*Texto de origen*.
Los grupos guaraníes que arribaron a los ingenios correspondían principalmente a los llamados chiriguanos, grupo derivado de la unión tupi-guarani y arawak (chané) ocurrida en el siglo XVI en territorios del oriente boliviano (Combés & Saignes, 1991). A principios del siglo XX, el etnógrafo sueco Erland Nordenskiöld señalaba que:
los indios que viven en Bolivia llaman a la Argentina Bapurenda que significa: allí hay trabajo. Cada año vienen miles de indios del Chaco argentino y de Bolivia a las fábricas de azúcar para buscar trabajo. Se los emplea tanto para rozar y labrar, como para cosechar […] (Nordenskiöld, [1912] 2002: 4-5).
Fue el imaginario de Mbporenda -la tierra del asombro, del trabajo, de la abundancia- aquello que antepusieron idealmente los ingenios del Noroeste Argentino a la explotación laboral en las haciendas bolivianas y al creciente acorralamiento territorial de los militares y la población criolla (Langer, 1995). De acuerdo a Silvia Hirsch los chiriguanos que migraban a la Argentina eran aquellos que para entonces vivían en misiones franciscanas y, en consecuencia, tenían un mayor conocimiento del castellano, estaban familiarizados con el trabajo asalariado y habían asistido a la escuela (Hirsch, 2004). Reconstruyendo trayectorias de pobladores guaraníes que actualmente viven en La Esperanza y San Pedro, además del origen de sus antepasados en el oriente boliviano, también algunos de ellos habrían llegado desde el Paraguay huyendo de la Guerra del Chaco (1932-1935).
A diferencia de los indígenas del Gran Chaco, que eran trabajadores temporarios de la zafra, los chiriguanos mayormente se encontraban en planta permanente no especializada y habitaban en casillas contorneando los lotes, lugar donde se plantaba la caña. Existía una correspondencia entre jerarquía étnica, estratificación laboral y espacialidad, en cuyo escenario los chiriguanos habrían sido el grupo étnico mejor considerado por los patrones (Lago, 1992; Santamaría, 1992; Bossert, 2012). Las representaciones dominantes de la época trazaban una jerarquía interétnica basada en apreciaciones sobre el aspecto físico y las costumbres, y desde la cual se medía la capacidad de trabajo de los grupos indígenas en las economías de enclave (Bossert, 2012).5
El inicio de la expansión evangélica entre los guaraníes data de fines del siglo XIX, con la llegada del misionero John Linton al ingenio azucarero La Esperanza. En 1908 llegó el misionero Thomas Easdale quien contrajo matrimonio con Elisabeth Linton, hermana del anterior. Los dueños del ingenio dieron casa a los Easdale y tierras para establecer la misión al interior de la fábrica de azúcar, el lugar fue bautizado como cherenta -mi casa. Thomas y Elisabeth ministraron en La Esperanza y alrededores hasta la vejez. Además del recordado matrimonio, otros misioneros y misioneras acompañaron este emprendimiento y evangelizaron en el piedemonte y en el occidente chaqueño principalmente hasta 1950, año a partir del cual no se observa relevo. Entre estos podemos nombrar a Heycock, Leggat, Dickson, Woodhatch, Cook, Powell y Gerrard (Espinosa, 2017).

*Segmento de datos*.

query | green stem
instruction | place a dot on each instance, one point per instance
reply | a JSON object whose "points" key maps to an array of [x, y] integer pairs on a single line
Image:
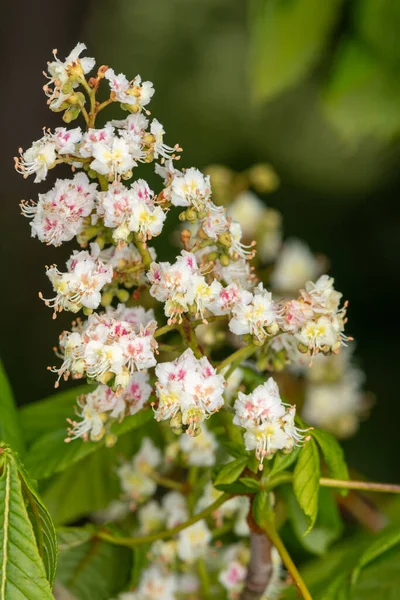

*Lista de tareas*.
- a) Indique si cada una de las siguientes afirmaciones concuerda con el texto sobre los guaraníes en los ingenios azucareros, respondiendo sí o no y citando literalmente las palabras del texto que lo deciden: (i) Thomas Easdale llegó en 1908; (ii) los chiriguanos eran mayormente trabajadores temporarios de la zafra; (iii) según Nordenskiöld, Bapurenda significa "allí hay trabajo".
- b) Reproduzca del texto sobre los guaraníes en los ingenios azucareros todo lo que va desde "Fue el imaginario" hasta "del Chaco (1932-1935).".
Las líneas constituyen un material independiente del texto.

*Resultados esperados*.
- a)
(i) Sí: "En 1908 llegó el misionero Thomas Easdale".
(ii) No: "los chiriguanos mayormente se encontraban en planta permanente no especializada".
(iii) Sí: "Bapurenda que significa: allí hay trabajo".

- b)
Fue el imaginario de Mbporenda -la tierra del asombro, del trabajo, de la abundancia- aquello que antepusieron idealmente los ingenios del Noroeste Argentino a la explotación laboral en las haciendas bolivianas y al creciente acorralamiento territorial de los militares y la población criolla (Langer, 1995). De acuerdo a Silvia Hirsch los chiriguanos que migraban a la Argentina eran aquellos que para entonces vivían en misiones franciscanas y, en consecuencia, tenían un mayor conocimiento del castellano, estaban familiarizados con el trabajo asalariado y habían asistido a la escuela (Hirsch, 2004). Reconstruyendo trayectorias de pobladores guaraníes que actualmente viven en La Esperanza y San Pedro, además del origen de sus antepasados en el oriente boliviano, también algunos de ellos habrían llegado desde el Paraguay huyendo de la Guerra del Chaco (1932-1935).